-- Excerpted text follows --

Open-Source LLM Observability with Helicone

As the demand for large language models (LLMs) grows rapidly, and developers start building LLM-powered generative AI applications, the need for observability and maintainability grows hand-in-hand. Ensuring the quality of the prompts used to generate responses is a key challenge, which can impact the accuracy and relevance of the model's output. Additionally, optimizing for speed and cost-effectiveness while still maintaining high levels of performance can be a delicate balancing act. In this blog post, we'll discuss an open-source observability platform, Helicone, which offers pretty good insights into LLM usage and metrics.

Build an LLM Observability App with Streamlit and Helicone

LangChain is an open-source framework created to aid the development of applications leveraging the power of large language models (LLMs). It can be used for chatbots, text summarisation, data generation, code understanding, question answering, evaluation, and more. Helicone, on the other hand, is an open-source observability platform for tracking costs, usage, and latency for LLM-powered applications. It proxies OpenAI traffic (for now, other LLM providers in the future), and provides key usage metrics and insights.

Source: python.langchain.com

Helicone tracks and displays the usage, latency, and costs of your LLM requests. It is easy to integrate with, and can visualize metrics by requests, users, and models. It also helps you understand latency variations and rate limits, and bill users accurately according to their API usage.

Helicone runs on Cloudflare, and uses Workers for low latency and efficient web traffic routing globally. Helicone also uses Cloudflare cache control to ensure fast cache hits, if configured. Because Helicone is open-source, you can deploy the proxy workers in your own environment, or use the Helicone cloud solution. The steps to self-host Helicone are covered here; I'll use the cloud option for this guide.

Here's an excerpt from the streamlit_app.py file - you can find the complete source code on GitHub.

import streamlit as st
from langchain_openai import OpenAI

# Streamlit app
st.subheader('LLM Observability with Helicone')

# Get OpenAI API key, Helicone API key, and user query
with st.sidebar:
    openai_api_key = st.text_input("OpenAI API Key", type="password")
    helicone_api_key = st.text_input("Helicone API Key", type="password")
user_query = st.text_input("Your Query")

# If the 'Submit' button is clicked
if st.button("Submit"):
    # Validate inputs
    if not openai_api_key.strip() or not helicone_api_key.strip() or not user_query.strip():
        st.error(f"Please provide the missing fields.")

-- Excerpted text concluded --
-- Source material follows --

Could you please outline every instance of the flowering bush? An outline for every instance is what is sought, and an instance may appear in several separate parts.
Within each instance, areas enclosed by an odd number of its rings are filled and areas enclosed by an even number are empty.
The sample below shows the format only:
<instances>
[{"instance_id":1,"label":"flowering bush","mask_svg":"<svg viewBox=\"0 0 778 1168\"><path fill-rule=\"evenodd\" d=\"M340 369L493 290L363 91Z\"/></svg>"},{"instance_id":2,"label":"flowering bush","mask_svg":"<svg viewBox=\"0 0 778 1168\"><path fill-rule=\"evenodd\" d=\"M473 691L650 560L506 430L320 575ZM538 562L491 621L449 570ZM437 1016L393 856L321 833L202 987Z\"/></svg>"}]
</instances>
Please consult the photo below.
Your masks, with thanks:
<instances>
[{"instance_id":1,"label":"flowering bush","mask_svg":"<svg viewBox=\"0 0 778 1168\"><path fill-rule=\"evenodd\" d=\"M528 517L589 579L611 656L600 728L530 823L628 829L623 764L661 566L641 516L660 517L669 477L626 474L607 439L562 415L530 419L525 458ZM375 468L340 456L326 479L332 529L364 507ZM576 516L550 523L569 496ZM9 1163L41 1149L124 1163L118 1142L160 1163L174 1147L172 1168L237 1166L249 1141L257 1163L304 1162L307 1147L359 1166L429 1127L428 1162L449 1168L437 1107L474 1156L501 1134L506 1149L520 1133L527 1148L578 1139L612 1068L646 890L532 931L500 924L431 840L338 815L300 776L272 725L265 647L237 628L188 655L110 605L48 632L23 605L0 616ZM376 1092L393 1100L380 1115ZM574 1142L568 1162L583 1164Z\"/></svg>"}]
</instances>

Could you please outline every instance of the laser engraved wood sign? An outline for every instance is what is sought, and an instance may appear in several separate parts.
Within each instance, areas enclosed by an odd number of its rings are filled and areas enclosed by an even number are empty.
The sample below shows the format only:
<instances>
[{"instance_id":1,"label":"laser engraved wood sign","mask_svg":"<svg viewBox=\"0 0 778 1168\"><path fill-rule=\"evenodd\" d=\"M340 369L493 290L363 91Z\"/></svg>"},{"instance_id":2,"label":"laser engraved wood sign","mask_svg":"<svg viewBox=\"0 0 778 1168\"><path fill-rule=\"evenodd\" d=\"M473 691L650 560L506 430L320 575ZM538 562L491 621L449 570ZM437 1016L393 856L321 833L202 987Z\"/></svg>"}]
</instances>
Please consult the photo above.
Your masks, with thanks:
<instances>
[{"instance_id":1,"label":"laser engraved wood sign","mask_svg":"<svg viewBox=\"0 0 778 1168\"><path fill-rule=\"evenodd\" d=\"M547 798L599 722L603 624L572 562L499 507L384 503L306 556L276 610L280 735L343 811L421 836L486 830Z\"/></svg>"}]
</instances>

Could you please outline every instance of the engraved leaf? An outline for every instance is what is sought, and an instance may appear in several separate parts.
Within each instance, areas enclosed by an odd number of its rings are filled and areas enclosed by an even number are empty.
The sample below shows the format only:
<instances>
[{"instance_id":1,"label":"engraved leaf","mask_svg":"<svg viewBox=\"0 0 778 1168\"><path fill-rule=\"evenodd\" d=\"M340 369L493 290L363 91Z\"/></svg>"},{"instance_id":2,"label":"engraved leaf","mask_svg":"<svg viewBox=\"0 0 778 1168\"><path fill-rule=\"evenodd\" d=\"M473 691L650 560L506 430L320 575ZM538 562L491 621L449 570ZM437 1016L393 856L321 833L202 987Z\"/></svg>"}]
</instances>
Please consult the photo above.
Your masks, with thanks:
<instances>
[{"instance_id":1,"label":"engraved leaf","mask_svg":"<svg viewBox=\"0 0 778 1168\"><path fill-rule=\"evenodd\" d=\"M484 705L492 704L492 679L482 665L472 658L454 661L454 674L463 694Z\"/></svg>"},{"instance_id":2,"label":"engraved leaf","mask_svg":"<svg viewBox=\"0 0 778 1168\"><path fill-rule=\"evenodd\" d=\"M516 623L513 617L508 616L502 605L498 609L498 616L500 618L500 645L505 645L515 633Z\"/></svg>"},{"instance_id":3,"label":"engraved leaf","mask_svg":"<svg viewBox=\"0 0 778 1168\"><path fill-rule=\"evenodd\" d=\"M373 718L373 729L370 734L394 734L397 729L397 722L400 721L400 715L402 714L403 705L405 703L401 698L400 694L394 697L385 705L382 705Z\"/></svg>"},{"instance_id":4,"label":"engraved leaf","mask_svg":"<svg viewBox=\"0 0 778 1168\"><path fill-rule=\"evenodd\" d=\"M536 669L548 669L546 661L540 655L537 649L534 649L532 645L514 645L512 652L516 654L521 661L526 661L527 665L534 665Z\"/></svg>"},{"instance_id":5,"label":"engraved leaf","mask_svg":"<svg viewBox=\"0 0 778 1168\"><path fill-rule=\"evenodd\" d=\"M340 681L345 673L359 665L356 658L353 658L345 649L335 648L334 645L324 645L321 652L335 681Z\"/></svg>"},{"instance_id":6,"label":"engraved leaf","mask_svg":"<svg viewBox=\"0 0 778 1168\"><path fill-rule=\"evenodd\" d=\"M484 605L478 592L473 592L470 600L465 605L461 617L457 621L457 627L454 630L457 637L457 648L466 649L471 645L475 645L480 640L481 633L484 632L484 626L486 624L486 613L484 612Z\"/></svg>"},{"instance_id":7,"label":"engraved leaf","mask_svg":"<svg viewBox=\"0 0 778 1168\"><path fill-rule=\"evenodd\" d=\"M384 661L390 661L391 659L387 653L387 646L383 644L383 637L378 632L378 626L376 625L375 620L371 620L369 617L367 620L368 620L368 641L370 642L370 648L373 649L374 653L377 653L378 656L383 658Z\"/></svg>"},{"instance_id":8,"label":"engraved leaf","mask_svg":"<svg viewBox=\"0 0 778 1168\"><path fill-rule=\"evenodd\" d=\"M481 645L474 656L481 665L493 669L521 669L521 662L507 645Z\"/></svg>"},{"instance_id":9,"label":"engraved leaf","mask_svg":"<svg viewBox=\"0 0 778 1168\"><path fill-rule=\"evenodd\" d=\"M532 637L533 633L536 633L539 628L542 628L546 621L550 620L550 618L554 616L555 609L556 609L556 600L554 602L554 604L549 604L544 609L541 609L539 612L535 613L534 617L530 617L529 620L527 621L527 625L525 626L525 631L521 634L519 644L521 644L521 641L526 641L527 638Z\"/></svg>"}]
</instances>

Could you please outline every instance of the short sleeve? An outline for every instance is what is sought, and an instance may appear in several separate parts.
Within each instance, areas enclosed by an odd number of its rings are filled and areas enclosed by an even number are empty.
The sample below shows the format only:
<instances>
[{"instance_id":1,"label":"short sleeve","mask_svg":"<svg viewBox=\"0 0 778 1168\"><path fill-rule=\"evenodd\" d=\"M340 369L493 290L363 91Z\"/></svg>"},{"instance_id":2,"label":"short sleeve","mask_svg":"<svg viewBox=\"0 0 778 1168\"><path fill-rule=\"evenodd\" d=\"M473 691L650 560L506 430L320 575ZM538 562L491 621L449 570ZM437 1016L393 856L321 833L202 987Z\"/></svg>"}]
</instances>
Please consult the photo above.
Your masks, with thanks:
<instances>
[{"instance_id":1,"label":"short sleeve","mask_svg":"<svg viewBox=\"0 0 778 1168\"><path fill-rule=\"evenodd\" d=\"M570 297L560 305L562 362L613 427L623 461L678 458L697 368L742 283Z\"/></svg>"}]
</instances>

-- Source material concluded --

- Task brief -
Rewrite the stretch of the Helicone blog post from "Helicone tracks and" through "code on GitHub.", swapping "cloud option" for "hosted option". The entries play no role in this task.

- Task result -
Helicone tracks and displays the usage, latency, and costs of your LLM requests. It is easy to integrate with, and can visualize metrics by requests, users, and models. It also helps you understand latency variations and rate limits, and bill users accurately according to their API usage.

Helicone runs on Cloudflare, and uses Workers for low latency and efficient web traffic routing globally. Helicone also uses Cloudflare cache control to ensure fast cache hits, if configured. Because Helicone is open-source, you can deploy the proxy workers in your own environment, or use the Helicone cloud solution. The steps to self-host Helicone are covered here; I'll use the hosted option for this guide.

Here's an excerpt from the streamlit_app.py file - you can find the complete source code on GitHub.